▸ **Problem requirements**
Find the line that contains "of the wooden" in the entries below. Output it and each later line exactly, and nothing else.

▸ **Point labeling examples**
◇ ◇ ◇

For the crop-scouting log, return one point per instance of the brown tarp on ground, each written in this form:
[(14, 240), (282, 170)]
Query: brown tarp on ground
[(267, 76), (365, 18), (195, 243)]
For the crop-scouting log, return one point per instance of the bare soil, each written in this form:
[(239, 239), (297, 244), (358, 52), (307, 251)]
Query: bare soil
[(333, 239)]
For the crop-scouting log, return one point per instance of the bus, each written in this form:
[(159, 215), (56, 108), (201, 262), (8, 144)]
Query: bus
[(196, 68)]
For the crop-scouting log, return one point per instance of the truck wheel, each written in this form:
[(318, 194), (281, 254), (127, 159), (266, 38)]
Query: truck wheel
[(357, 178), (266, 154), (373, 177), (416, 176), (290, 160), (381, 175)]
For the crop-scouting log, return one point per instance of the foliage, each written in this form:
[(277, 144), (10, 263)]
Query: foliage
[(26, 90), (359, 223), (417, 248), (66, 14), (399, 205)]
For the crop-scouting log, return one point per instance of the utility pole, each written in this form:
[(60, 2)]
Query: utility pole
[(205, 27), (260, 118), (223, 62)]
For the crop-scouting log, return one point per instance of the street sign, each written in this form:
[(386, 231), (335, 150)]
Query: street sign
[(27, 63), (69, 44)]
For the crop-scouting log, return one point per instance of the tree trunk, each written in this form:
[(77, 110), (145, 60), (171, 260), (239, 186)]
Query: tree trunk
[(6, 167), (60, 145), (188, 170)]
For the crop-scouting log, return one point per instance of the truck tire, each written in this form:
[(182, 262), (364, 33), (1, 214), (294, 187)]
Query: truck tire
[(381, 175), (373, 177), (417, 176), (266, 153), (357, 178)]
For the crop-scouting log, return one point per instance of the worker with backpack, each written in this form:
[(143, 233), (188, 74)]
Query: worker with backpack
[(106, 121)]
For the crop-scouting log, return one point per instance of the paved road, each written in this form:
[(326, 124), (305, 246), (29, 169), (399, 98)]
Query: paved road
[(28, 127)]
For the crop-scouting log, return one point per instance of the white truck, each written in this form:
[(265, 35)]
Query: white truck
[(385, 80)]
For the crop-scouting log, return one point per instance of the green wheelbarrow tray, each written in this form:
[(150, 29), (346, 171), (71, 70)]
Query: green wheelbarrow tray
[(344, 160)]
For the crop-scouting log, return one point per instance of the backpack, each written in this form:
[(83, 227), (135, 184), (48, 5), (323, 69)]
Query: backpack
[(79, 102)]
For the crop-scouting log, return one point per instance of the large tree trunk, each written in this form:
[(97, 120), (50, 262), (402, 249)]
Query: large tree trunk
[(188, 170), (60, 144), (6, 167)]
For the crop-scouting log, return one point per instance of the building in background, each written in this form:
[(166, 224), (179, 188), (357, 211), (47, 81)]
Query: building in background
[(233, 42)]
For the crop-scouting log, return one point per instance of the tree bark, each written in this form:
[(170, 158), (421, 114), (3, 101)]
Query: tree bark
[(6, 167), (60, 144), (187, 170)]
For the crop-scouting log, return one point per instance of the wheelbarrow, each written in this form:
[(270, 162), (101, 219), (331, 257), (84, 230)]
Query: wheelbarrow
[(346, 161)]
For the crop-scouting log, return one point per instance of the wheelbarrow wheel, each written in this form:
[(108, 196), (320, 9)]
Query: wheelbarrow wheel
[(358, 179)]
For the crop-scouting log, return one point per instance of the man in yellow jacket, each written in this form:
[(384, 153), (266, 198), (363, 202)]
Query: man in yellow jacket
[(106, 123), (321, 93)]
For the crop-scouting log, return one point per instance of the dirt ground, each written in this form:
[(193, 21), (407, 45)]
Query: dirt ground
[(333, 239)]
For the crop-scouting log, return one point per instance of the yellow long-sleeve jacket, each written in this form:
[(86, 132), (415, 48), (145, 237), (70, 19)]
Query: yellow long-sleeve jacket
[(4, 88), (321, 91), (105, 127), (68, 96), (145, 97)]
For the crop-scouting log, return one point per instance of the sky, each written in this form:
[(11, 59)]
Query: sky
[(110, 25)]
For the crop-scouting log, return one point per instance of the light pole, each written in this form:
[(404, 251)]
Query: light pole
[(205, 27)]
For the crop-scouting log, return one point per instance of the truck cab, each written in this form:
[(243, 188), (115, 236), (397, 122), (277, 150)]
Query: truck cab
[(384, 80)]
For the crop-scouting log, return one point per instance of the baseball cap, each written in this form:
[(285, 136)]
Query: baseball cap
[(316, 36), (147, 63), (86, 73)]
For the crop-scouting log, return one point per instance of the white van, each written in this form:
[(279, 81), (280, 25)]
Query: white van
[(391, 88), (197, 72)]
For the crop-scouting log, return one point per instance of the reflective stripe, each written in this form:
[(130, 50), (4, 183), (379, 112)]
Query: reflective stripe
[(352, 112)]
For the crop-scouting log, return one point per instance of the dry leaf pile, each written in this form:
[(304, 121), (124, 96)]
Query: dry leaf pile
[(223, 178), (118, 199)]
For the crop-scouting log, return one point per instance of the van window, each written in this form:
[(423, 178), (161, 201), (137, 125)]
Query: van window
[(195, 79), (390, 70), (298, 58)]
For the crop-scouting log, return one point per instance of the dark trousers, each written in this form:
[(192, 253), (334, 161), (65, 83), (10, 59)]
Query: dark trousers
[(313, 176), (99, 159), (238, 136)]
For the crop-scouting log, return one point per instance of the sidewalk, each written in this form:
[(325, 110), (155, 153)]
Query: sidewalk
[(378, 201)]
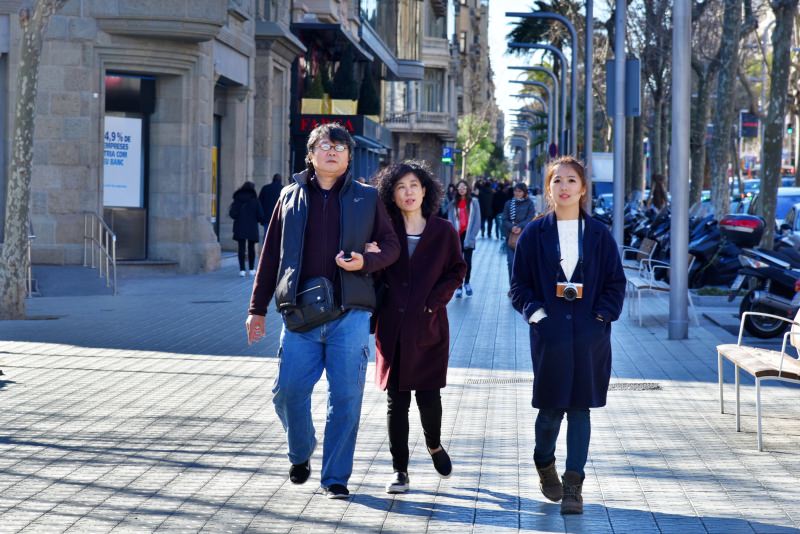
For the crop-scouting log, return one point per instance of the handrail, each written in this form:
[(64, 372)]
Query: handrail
[(100, 243)]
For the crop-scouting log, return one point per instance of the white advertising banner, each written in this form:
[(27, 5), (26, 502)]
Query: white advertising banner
[(122, 163)]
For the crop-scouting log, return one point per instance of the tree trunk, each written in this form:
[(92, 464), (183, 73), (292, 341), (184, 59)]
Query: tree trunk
[(775, 126), (655, 145), (724, 111), (666, 134), (697, 142), (14, 260), (637, 170), (628, 158)]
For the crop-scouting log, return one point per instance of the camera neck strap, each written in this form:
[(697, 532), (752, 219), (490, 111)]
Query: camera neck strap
[(579, 267)]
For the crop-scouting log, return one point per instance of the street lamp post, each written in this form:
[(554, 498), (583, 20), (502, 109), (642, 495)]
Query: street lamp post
[(560, 55), (679, 169), (550, 98), (573, 130), (555, 88)]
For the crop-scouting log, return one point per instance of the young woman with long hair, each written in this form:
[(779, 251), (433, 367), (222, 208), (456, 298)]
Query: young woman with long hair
[(568, 283)]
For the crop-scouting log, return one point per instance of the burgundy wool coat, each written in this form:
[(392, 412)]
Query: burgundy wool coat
[(428, 279)]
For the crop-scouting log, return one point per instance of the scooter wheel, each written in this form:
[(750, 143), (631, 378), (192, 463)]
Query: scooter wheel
[(760, 327)]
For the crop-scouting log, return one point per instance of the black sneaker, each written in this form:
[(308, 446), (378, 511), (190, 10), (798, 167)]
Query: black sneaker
[(442, 463), (398, 484), (336, 491), (299, 473)]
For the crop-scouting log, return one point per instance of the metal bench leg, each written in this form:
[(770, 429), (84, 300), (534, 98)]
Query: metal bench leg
[(738, 413), (759, 439), (694, 310), (639, 305), (719, 372)]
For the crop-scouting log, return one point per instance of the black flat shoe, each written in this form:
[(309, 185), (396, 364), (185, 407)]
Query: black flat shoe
[(442, 463), (299, 473)]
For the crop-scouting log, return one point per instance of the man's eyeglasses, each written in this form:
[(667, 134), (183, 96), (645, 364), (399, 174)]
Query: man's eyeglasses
[(327, 146)]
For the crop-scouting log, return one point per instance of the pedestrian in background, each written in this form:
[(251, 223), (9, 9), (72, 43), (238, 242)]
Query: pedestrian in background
[(247, 214), (568, 283), (465, 216), (499, 200), (315, 265), (268, 196), (412, 332), (485, 193), (517, 213)]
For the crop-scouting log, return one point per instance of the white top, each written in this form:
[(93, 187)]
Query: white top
[(568, 241)]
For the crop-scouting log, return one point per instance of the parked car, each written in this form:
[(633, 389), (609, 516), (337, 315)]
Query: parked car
[(787, 197), (605, 202), (750, 188)]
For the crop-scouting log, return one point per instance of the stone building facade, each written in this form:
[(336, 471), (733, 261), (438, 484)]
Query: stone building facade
[(150, 114), (474, 85), (422, 114)]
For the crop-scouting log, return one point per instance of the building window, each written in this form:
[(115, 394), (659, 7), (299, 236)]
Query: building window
[(432, 90)]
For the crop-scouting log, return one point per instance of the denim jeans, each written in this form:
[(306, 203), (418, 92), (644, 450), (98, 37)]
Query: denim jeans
[(548, 423), (510, 261), (340, 347)]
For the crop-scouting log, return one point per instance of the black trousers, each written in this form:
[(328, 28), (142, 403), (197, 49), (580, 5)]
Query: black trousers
[(486, 222), (430, 413), (467, 253), (251, 253)]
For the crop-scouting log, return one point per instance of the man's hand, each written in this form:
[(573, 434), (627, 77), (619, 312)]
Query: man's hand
[(255, 328), (356, 263)]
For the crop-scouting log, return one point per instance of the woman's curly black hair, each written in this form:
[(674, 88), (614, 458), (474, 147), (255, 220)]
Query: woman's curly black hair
[(389, 176)]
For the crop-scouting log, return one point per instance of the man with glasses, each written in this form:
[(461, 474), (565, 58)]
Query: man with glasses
[(318, 232)]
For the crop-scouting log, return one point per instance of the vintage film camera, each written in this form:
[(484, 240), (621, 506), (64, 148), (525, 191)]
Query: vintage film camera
[(569, 291)]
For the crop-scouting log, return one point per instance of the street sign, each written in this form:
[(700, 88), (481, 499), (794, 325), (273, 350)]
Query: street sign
[(447, 154), (748, 124)]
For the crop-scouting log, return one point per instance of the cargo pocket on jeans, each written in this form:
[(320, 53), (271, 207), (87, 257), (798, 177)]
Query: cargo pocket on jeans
[(362, 369)]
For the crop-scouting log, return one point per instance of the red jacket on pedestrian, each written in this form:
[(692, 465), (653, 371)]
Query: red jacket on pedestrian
[(426, 280)]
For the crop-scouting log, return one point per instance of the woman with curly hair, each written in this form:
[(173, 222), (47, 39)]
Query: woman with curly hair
[(412, 333)]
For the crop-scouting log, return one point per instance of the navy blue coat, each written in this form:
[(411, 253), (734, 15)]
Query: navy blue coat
[(570, 348)]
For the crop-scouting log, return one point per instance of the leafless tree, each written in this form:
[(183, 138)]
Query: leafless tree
[(785, 12), (33, 19)]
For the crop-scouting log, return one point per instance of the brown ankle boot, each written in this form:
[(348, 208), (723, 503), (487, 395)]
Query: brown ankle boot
[(549, 483), (572, 502)]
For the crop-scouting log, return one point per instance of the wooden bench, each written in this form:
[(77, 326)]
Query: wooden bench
[(645, 281), (762, 364), (645, 252)]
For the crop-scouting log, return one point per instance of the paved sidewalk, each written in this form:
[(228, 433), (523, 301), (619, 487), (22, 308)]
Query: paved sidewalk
[(148, 411)]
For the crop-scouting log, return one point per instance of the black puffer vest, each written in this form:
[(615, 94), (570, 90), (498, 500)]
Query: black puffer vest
[(357, 203)]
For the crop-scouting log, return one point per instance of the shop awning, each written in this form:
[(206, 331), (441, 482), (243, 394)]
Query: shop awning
[(330, 36), (370, 144)]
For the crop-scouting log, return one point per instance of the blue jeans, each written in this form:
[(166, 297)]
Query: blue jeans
[(340, 347), (548, 423), (509, 260)]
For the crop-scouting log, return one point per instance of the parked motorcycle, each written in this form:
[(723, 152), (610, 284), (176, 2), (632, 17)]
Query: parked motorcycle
[(771, 278)]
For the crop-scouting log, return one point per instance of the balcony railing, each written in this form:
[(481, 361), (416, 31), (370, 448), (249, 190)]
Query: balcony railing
[(438, 122)]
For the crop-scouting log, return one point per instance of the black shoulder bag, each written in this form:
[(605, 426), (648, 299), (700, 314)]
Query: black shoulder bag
[(314, 306)]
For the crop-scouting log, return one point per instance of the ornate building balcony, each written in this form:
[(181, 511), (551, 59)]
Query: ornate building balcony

◇ ◇ ◇

▸ **Answer**
For the crop-scouting log, return one point per instance of the wooden bench, each written in this form:
[(77, 326)]
Query: wooden bench
[(645, 281), (762, 364), (645, 252)]
For the crop-scouting log, return one point per instance of the paved sidewalk, each written in this form:
[(228, 433), (523, 301), (619, 487), (22, 308)]
Query: paved sidewalk
[(148, 411)]
For the crop-scouting log, return one point per instance of the black puffer vest, each written in this form:
[(615, 94), (570, 90), (498, 500)]
Query: black puffer vest
[(357, 203)]
For the crop-scouting log, return one point per instance of the shop awning, each written in this form:
[(206, 331), (441, 482), (243, 394)]
Query: shop awning
[(330, 36), (370, 144)]
For the crop-scouting log, return one point per instance of the blue jeans, each written in this form:
[(166, 297)]
Query: blue jeans
[(340, 347), (548, 423), (509, 260)]
For the crop-scouting log, return one point per instance of the parked motorcycle, each written in this form:
[(723, 152), (610, 284), (176, 2), (632, 17)]
Query: parked motorcycle
[(771, 278)]
For the crop-scouting log, return one point per instance of the balcony railing, each written in this form:
[(481, 361), (416, 31), (370, 448), (249, 190)]
Query: balcony railing
[(438, 122)]
For the crop-scouting log, return one point per instance of the black shoulder bag, each written in this form:
[(605, 426), (648, 299), (700, 314)]
Query: black shoulder bag
[(314, 306)]
For the crop-scouting log, return one point per instance of the ornate building balcony, each written in this form:
[(181, 511), (551, 59)]
Query: ornate building balcony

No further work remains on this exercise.